*EXERCISE DIRECTIONS:*
Every line containing the word "below" must be pulled from the records.

*DATA TO USE:*
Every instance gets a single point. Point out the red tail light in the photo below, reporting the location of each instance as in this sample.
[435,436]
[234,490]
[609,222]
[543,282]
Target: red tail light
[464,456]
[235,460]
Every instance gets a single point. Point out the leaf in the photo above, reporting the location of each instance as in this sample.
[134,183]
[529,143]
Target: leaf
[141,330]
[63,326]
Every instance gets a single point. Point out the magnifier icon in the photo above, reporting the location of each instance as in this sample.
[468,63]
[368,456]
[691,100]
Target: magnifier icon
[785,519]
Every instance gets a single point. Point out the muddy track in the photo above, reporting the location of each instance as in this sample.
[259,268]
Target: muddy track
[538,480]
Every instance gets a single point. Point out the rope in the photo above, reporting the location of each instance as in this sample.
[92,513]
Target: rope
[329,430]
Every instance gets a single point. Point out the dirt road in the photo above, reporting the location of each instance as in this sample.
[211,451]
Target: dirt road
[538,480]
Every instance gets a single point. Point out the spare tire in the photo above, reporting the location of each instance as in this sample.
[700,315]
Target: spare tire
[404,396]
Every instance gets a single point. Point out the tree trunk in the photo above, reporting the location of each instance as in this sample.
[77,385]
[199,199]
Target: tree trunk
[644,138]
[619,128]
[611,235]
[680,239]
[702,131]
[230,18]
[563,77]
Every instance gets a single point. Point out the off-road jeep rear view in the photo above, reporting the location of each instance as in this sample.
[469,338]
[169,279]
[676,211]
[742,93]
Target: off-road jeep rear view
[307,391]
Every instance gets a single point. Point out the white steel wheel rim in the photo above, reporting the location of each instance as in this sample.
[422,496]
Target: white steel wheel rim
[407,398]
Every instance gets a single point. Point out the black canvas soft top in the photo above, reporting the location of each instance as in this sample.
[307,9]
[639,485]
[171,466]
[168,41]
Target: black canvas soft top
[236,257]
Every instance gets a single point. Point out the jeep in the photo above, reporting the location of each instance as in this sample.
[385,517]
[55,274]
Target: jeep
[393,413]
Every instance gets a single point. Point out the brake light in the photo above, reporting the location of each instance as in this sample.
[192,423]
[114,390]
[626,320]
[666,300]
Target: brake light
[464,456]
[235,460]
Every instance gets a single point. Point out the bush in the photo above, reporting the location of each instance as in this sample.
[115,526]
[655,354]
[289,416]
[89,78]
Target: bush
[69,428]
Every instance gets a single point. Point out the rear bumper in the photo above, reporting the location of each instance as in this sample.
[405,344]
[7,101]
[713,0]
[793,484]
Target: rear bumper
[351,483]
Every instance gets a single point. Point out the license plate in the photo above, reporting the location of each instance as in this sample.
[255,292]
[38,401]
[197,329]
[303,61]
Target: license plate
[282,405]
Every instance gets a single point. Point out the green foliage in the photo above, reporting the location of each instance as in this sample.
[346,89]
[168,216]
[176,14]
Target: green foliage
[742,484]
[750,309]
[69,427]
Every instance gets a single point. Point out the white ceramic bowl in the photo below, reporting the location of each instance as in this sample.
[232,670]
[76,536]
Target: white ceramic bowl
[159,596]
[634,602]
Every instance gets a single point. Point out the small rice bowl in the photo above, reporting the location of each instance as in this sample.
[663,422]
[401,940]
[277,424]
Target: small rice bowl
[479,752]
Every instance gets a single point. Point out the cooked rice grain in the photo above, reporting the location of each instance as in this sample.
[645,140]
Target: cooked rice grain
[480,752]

*SOLVED PROBLEM:*
Every instance gets a single point. Point out the red tail light in the photo below, reporting the location of each instance as in this sample.
Every instance gets a single point. Point out the white ceramic bowl in the photo below, reporting the location of each instance as in this sample.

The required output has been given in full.